▶ [What the exercise asks]
Begin at the line below that contains "the windshield sticker?". Repeat it and all remaining lines of the records exactly.

▶ [Working data]
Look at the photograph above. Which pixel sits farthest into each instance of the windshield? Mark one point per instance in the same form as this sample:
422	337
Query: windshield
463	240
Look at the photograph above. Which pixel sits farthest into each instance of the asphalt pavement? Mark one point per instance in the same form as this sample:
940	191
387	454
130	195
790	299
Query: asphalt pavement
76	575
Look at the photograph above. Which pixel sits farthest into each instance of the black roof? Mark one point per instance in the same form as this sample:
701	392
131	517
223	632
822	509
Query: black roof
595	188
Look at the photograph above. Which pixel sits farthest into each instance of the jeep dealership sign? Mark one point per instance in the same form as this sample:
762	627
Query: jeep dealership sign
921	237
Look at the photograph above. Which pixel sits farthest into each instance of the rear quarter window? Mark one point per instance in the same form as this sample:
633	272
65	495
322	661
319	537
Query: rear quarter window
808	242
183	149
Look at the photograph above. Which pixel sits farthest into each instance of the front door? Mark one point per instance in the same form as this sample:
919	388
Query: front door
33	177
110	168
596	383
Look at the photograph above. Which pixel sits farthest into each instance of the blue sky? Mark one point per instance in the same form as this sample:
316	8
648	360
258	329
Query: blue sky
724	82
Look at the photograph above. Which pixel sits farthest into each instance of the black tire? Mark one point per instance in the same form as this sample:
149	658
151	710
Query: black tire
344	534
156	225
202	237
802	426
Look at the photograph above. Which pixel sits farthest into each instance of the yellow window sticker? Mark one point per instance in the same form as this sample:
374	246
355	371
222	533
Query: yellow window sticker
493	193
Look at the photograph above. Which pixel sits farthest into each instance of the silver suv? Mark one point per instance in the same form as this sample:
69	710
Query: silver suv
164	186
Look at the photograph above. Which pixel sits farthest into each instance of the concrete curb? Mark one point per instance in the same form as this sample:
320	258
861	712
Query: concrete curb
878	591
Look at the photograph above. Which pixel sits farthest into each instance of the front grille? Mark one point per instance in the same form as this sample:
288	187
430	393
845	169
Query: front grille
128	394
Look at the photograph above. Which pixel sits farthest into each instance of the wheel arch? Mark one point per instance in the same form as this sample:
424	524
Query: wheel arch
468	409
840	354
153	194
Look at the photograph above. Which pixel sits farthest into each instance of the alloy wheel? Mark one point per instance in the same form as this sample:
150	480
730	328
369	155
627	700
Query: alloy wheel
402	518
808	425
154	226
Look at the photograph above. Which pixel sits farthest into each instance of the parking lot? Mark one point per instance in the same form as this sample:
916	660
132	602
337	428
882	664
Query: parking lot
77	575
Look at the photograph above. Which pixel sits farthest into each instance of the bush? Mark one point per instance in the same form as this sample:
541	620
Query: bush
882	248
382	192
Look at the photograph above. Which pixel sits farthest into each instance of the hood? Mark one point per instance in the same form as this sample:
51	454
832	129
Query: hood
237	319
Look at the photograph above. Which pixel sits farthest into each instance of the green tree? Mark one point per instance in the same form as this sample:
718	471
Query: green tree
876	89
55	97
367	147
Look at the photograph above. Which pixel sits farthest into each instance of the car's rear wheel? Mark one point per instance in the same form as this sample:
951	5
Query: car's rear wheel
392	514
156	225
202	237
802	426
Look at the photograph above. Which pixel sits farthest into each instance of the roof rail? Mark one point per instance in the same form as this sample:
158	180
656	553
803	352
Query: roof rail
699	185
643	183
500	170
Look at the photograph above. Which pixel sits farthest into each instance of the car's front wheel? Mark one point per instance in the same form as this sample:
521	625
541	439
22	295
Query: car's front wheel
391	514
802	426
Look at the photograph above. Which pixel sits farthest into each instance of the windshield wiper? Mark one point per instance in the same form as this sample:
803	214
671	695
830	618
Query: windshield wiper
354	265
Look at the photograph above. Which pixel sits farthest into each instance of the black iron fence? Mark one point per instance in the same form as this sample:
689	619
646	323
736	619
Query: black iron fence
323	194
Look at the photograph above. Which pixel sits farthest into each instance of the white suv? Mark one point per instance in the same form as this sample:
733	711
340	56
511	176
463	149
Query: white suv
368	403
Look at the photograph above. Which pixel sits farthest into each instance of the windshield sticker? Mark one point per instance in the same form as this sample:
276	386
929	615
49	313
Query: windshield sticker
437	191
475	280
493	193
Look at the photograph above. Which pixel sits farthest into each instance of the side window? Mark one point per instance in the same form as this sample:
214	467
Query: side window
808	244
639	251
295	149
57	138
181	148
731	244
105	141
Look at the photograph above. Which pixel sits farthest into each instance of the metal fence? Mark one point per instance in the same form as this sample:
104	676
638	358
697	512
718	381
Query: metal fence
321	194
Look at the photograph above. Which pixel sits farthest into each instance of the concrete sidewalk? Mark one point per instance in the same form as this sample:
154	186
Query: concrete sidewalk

▶ [Result]
Look at the photograph above. Which pixel sits farthest into each instance of the windshield sticker? Mark one point per instance in the same form as this sample:
276	386
929	615
49	313
Query: windshield sticker
437	191
475	280
493	193
Look at the photograph above. Which pixel sits farthest into each instance of the side window? Mark one point per instance in the same form as this sample:
214	467
Query: side window
808	244
639	251
295	149
57	138
181	148
731	244
105	141
Look at the photograph above. Which pixel sits farthest into each instance of the metal fence? Mark one point per instance in the same form as this sample:
104	676
638	358
697	512
718	381
Query: metal fence
321	194
Look at the photograph above. Which pixel sits farthest into each instance of the concrete sidewalk? Mark one point per instance in the same form as this sample:
154	186
Query: concrete sidewalk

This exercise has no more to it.